Records supplied:
□ □ □ □ □ □ □

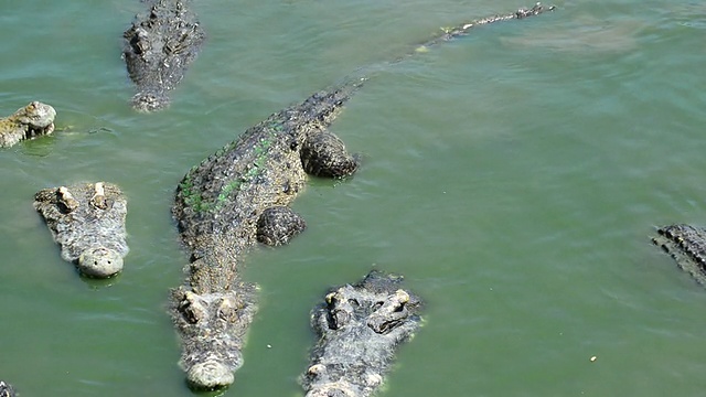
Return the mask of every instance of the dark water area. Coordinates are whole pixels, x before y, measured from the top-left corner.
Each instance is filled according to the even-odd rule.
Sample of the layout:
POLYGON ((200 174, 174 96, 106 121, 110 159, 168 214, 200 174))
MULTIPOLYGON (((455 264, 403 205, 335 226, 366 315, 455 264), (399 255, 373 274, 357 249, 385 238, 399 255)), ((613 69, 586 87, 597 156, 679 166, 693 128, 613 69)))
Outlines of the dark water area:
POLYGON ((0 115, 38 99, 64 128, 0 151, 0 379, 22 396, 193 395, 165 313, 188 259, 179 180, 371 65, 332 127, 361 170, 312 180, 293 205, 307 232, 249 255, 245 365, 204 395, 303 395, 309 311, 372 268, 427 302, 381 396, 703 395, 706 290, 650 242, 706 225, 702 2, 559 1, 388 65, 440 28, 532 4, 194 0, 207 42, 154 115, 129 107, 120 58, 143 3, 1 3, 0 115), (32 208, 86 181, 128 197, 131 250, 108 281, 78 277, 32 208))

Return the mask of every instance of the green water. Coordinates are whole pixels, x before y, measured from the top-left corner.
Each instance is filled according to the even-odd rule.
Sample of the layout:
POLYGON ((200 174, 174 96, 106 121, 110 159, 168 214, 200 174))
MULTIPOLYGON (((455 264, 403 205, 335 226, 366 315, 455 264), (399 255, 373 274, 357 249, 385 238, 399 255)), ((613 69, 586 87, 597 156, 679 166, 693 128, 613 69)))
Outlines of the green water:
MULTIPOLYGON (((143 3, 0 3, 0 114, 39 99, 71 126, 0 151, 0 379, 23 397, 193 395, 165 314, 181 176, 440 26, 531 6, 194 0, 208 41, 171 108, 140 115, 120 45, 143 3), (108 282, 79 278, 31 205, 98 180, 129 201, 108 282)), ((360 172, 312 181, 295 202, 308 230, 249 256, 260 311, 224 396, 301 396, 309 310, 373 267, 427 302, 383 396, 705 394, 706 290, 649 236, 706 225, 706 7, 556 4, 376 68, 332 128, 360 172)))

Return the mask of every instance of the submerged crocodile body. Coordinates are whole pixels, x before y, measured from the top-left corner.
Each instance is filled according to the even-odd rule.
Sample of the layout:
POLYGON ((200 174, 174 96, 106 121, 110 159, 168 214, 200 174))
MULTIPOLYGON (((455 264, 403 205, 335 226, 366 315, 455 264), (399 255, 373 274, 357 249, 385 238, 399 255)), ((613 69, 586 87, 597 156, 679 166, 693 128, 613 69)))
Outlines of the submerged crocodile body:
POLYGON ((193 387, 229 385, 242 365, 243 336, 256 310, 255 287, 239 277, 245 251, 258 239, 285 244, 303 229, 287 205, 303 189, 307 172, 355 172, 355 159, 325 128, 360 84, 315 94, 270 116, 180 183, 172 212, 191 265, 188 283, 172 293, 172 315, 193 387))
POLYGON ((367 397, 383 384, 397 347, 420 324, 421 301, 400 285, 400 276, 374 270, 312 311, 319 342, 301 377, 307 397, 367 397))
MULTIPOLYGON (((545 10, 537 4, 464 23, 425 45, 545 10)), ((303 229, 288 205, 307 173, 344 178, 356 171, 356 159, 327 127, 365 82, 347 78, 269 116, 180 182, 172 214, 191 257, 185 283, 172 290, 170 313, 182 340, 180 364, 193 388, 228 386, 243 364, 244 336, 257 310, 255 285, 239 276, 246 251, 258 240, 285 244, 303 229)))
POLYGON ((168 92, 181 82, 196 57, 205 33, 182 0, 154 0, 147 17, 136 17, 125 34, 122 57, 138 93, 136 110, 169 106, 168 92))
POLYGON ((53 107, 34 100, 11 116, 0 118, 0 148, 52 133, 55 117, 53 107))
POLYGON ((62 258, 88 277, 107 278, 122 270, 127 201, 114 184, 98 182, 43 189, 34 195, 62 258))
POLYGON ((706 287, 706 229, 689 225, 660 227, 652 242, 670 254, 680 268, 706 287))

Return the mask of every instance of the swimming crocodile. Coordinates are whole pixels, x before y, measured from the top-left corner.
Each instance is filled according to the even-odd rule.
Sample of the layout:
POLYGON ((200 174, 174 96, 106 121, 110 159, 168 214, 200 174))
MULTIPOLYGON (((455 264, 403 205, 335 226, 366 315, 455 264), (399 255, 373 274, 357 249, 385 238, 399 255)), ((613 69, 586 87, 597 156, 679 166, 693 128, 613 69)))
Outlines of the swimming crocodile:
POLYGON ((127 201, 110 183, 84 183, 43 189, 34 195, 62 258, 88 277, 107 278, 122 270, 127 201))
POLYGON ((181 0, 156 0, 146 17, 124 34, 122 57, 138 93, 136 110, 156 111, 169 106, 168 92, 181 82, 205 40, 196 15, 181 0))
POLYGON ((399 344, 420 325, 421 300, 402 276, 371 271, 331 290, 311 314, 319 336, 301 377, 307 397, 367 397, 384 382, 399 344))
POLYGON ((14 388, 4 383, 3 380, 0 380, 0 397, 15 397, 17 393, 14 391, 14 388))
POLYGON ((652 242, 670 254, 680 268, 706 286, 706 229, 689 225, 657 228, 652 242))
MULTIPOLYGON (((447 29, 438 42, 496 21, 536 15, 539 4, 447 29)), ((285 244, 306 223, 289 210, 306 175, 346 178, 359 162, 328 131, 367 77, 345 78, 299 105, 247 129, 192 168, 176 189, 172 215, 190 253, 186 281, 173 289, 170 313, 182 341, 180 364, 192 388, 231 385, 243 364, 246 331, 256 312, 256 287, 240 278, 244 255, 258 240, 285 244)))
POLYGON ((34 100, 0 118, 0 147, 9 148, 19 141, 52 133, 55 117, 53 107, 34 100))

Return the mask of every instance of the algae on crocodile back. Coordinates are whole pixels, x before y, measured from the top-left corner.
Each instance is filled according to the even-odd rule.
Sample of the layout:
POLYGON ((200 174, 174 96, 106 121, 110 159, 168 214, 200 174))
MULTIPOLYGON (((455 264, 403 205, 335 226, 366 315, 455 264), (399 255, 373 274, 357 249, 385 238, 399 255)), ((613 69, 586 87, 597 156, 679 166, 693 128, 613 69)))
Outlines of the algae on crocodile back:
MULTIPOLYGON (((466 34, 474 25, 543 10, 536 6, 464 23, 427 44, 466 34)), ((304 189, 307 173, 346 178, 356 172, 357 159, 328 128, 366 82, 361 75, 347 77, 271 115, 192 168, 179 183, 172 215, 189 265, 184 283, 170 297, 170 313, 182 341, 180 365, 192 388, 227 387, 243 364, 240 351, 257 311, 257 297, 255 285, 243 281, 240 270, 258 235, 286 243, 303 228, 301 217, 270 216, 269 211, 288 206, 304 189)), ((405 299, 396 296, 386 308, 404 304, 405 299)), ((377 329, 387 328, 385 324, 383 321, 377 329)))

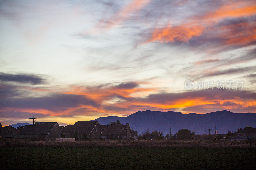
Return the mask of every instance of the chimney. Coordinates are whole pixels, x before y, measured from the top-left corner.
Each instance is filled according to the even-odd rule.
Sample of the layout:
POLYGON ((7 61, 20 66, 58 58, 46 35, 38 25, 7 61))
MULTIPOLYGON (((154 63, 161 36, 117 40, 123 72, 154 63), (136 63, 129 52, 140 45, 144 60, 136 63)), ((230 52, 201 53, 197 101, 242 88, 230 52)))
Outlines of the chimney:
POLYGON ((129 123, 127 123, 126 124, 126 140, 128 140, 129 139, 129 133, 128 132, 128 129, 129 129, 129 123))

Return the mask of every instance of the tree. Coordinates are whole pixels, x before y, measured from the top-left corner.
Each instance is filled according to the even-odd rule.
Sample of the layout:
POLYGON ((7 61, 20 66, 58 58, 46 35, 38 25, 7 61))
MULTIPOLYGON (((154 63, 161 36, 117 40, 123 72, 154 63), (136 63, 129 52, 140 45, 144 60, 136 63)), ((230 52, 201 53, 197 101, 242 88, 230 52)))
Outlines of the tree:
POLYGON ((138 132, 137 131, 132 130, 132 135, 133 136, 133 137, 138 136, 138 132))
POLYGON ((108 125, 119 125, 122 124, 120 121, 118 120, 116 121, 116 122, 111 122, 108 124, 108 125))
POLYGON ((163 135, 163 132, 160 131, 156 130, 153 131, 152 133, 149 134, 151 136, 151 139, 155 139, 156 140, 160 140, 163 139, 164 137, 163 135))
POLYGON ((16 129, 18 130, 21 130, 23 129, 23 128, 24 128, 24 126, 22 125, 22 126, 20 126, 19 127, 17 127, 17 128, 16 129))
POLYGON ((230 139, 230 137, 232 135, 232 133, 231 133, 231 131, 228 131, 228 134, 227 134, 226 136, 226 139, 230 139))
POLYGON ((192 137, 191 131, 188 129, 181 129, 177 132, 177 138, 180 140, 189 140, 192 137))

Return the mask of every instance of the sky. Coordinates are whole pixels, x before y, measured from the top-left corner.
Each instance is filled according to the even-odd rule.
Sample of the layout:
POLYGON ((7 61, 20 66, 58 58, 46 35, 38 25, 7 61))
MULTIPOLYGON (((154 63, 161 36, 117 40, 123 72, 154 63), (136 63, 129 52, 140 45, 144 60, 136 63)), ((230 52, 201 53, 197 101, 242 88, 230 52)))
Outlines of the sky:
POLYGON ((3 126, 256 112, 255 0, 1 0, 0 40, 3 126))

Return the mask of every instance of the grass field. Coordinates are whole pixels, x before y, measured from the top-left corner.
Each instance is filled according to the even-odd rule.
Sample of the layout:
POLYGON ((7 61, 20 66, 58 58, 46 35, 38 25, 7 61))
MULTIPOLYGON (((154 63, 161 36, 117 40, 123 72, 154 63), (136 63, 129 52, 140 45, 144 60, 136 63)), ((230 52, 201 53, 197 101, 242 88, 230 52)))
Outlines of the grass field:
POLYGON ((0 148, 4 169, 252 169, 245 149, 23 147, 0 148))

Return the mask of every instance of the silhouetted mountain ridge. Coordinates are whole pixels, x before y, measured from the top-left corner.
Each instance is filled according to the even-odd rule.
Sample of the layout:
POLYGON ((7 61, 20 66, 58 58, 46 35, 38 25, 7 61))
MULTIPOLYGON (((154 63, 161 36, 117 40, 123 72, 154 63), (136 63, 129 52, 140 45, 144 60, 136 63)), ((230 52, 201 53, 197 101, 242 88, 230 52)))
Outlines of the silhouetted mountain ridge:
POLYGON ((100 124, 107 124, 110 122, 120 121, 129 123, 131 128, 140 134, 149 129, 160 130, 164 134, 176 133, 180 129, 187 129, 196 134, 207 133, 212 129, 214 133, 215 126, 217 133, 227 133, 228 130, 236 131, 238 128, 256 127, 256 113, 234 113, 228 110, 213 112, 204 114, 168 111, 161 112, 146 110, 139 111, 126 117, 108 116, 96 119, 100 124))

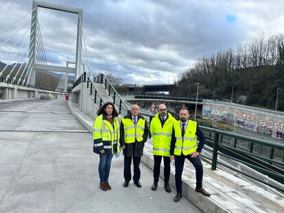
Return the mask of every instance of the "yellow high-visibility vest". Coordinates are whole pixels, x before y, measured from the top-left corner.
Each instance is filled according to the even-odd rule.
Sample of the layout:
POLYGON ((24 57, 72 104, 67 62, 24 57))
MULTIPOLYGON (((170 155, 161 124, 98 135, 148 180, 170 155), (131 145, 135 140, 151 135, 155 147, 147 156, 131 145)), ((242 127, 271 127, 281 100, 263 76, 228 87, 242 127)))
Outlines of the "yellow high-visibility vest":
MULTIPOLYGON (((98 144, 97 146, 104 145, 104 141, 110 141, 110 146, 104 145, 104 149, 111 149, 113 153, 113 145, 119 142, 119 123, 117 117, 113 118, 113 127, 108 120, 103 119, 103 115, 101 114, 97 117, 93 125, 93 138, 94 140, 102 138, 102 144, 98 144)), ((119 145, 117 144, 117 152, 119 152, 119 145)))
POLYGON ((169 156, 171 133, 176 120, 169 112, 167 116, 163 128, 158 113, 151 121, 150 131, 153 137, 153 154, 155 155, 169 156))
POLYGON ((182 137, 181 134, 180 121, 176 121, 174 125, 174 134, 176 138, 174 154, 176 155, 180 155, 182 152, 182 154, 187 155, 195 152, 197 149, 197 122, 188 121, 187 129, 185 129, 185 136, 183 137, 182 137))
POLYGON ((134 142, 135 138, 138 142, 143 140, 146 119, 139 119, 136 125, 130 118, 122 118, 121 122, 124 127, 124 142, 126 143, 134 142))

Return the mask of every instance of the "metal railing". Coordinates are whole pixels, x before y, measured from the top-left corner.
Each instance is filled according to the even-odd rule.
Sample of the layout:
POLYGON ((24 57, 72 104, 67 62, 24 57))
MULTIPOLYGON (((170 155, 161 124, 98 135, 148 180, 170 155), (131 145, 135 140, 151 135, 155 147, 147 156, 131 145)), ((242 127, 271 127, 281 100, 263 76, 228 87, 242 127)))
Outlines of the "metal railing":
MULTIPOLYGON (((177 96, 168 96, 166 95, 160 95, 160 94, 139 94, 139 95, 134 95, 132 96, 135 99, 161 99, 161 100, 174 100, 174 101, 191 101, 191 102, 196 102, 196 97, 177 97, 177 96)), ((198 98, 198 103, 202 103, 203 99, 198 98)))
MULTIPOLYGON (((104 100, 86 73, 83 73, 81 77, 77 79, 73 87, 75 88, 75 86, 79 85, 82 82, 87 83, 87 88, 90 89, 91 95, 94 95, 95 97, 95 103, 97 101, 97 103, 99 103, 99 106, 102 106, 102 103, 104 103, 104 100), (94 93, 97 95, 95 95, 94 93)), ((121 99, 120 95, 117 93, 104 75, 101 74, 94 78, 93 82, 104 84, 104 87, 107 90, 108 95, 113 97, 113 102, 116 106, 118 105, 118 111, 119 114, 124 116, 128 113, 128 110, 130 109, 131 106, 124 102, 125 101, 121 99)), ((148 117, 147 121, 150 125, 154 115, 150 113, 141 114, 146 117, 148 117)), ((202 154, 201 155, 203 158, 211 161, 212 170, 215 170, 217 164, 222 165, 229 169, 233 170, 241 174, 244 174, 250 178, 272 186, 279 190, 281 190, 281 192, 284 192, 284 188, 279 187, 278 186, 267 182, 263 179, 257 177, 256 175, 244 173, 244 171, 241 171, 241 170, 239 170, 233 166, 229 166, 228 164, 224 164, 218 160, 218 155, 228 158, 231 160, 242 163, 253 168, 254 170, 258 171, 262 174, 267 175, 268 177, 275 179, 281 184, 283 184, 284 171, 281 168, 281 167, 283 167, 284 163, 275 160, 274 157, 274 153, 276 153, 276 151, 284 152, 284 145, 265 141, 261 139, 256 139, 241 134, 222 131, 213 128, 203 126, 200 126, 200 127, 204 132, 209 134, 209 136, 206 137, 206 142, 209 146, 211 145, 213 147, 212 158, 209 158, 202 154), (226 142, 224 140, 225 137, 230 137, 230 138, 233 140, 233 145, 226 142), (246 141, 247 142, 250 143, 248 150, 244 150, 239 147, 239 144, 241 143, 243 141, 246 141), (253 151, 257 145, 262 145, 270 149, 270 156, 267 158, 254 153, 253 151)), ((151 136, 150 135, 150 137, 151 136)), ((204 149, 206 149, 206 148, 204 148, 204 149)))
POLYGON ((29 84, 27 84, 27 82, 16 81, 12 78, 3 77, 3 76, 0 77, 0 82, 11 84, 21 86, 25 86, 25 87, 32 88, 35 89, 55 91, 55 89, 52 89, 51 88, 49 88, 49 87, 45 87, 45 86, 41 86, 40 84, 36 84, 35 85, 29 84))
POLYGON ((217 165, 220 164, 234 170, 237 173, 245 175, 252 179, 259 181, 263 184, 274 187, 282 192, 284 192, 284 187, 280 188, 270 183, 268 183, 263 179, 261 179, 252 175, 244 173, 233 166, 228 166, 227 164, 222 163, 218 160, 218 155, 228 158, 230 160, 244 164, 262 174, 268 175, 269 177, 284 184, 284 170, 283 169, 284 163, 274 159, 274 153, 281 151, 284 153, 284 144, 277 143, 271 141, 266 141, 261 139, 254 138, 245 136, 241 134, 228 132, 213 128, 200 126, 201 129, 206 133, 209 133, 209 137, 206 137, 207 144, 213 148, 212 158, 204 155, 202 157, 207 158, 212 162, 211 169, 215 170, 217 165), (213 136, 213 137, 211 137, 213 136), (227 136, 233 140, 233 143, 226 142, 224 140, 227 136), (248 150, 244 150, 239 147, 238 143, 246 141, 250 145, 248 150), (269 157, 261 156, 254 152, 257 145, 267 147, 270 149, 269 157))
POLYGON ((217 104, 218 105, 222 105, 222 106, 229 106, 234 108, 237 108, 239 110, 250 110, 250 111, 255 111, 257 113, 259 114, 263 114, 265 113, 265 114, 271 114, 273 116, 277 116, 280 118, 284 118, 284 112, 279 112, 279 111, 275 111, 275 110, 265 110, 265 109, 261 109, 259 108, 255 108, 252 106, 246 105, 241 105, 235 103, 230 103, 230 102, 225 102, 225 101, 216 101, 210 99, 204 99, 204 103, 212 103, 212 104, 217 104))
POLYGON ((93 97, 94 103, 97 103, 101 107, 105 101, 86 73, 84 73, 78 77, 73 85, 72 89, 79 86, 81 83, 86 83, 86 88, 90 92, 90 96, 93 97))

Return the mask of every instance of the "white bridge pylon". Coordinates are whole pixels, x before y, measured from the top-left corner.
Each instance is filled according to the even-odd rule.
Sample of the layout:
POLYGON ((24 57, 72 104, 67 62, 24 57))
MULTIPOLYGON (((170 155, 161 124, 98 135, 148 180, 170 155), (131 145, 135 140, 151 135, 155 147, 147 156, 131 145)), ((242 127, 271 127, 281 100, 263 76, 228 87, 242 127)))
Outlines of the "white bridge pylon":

□ □ □ □ □ □ □

Rewrite the lines from the one containing "Return the mask of every instance of the silhouetted" through the one containing "POLYGON ((100 124, 107", changing "mountain ridge" to "hill crest" and leaving all else the same. Give back only those lines.

Return the mask of every instance of the silhouetted hill crest. Coordinates are whole pixels, x before y, measured from the top-left corner.
Each instance is filled according to the even-odd rule.
Sample of the layout:
POLYGON ((7 61, 20 66, 58 58, 46 35, 38 25, 7 61))
MULTIPOLYGON (((154 63, 161 36, 117 40, 123 72, 154 63), (136 63, 129 52, 140 45, 144 60, 136 63)), ((230 52, 201 53, 197 101, 242 88, 230 52)))
Outlines of the silhouetted hill crest:
POLYGON ((100 124, 107 124, 110 122, 120 121, 129 123, 131 128, 140 134, 149 129, 160 130, 164 134, 176 133, 180 129, 187 129, 196 134, 207 133, 212 129, 214 133, 215 126, 217 133, 227 133, 228 130, 236 131, 238 128, 256 127, 256 113, 234 113, 228 110, 213 112, 204 114, 168 111, 161 112, 146 110, 139 111, 126 117, 108 116, 96 119, 100 124))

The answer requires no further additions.